> _Excerpt provided_
•••••

S&P 500 futures fell 0.23% early Tuesday, extending a two-session losing streak that has knocked the broad market off its recent highs and refocused trader attention squarely on whether the artificial intelligence trade can sustain its premium valuations. Nasdaq 100 futures dropped 0.46%, while Dow futures shed 58 points, or 0.12%, signaling a modestly lower open across all three major benchmarks.

Seagate Lit the Fuse

The catalyst traces directly to Monday's JPMorgan Global Technology, Media and Communications Conference, where Seagate CEO Dave Mosley was asked what it would take to expand factory capacity to meet surging AI-driven demand for storage. His answer unsettled investors. Mosley said diverting engineering teams to build new facilities or bring new machines online would slow the pace of technological improvement. The company's strategy, he explained, centers on squeezing more exabytes from existing operations rather than expanding the manufacturing footprint.

Seagate shares closed down more than 6% Monday, and the damage spread fast. Micron, SanDisk, and Western Digital all fell roughly 5% as traders repriced the entire memory and storage cohort. The logic is straightforward: if one of the sector's major players is signaling it cannot or will not scale capacity aggressively enough to meet AI demand, the revenue upside that has powered these stocks becomes less certain. It also raises a supply bottleneck question that cuts both ways — limited supply could support pricing power, but it could just as easily drive hyperscale customers to seek alternatives or delay buildouts.

The Nasdaq Composite closed 0.51% lower Monday, its second consecutive decline, while the S&P 500 slipped 0.07%. The Dow was the outlier, adding 159.95 points, or 0.32%, buoyed by defensive names and financials that have quietly outperformed while tech recalibrates.

All Eyes on NVIDIA Wednesday

Tuesday's session sits in the shadow of what may be the most consequential single-stock earnings report of the quarter. NVIDIA reports fiscal Q1 2027 results after Wednesday's close, and the consensus bar is set at approximately $79.2 billion in revenue — a 79.5% year-over-year increase — with earnings per share of $1.78. The chipmaker beat revenue expectations in all four quarters of fiscal 2026, so a topline beat is largely priced in. The number that will move markets is forward guidance, where analysts expect approximately $87 billion for Q2.

•••••

(Part of a data file)
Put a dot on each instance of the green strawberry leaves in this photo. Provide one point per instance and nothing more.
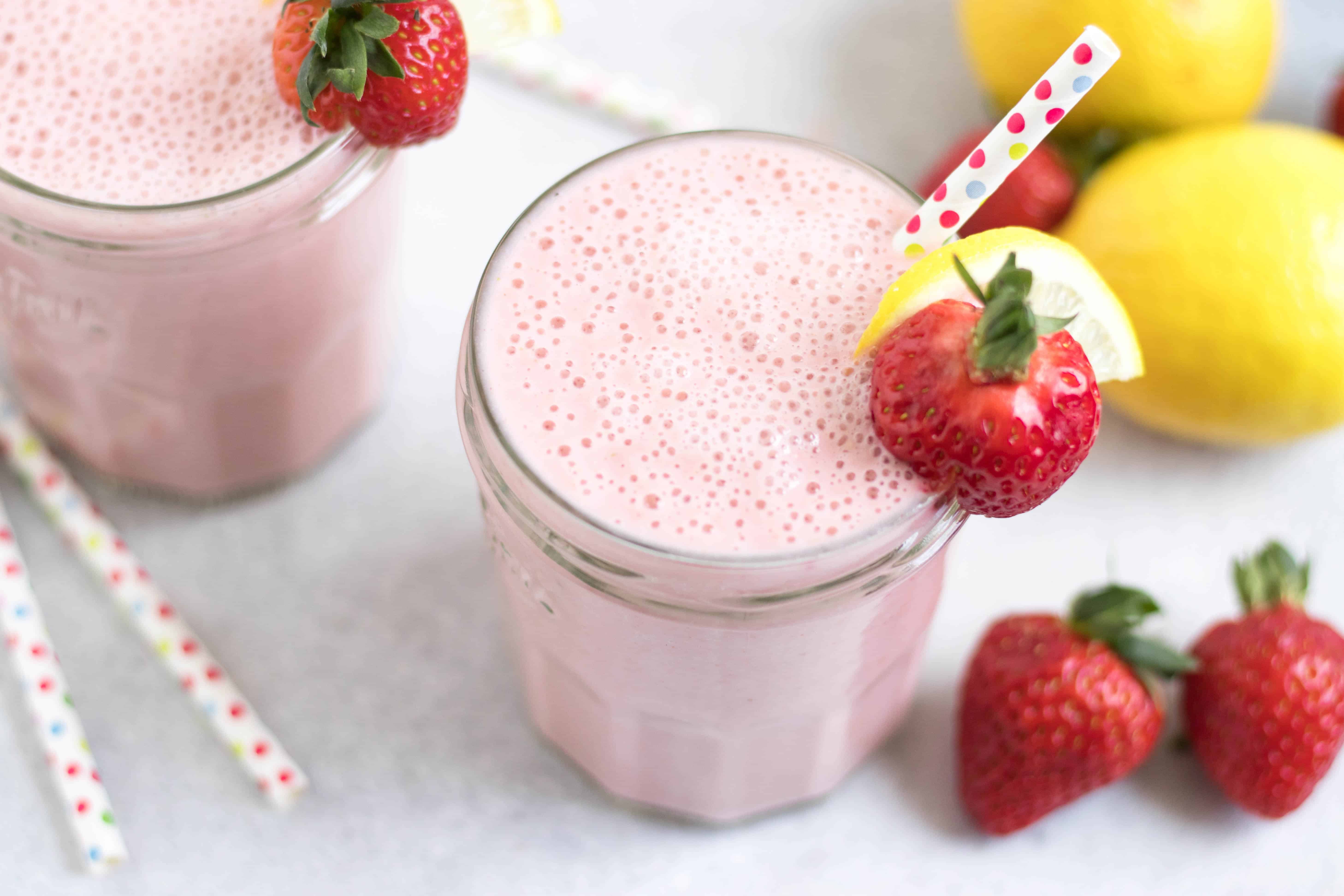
(1111, 615)
(1007, 334)
(1271, 578)
(347, 46)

•••••

> _Exercise set_
1. List every company in the market report whose stock is said to have fallen on Monday.
2. Return everything in the market report from "Seagate shares closed" down to "while tech recalibrates.".
This data was taken from a different source than the text.

> _Task responses_
1. Seagate, Micron, SanDisk, Western Digital

2.
Seagate shares closed down more than 6% Monday, and the damage spread fast. Micron, SanDisk, and Western Digital all fell roughly 5% as traders repriced the entire memory and storage cohort. The logic is straightforward: if one of the sector's major players is signaling it cannot or will not scale capacity aggressively enough to meet AI demand, the revenue upside that has powered these stocks becomes less certain. It also raises a supply bottleneck question that cuts both ways — limited supply could support pricing power, but it could just as easily drive hyperscale customers to seek alternatives or delay buildouts.

The Nasdaq Composite closed 0.51% lower Monday, its second consecutive decline, while the S&P 500 slipped 0.07%. The Dow was the outlier, adding 159.95 points, or 0.32%, buoyed by defensive names and financials that have quietly outperformed while tech recalibrates.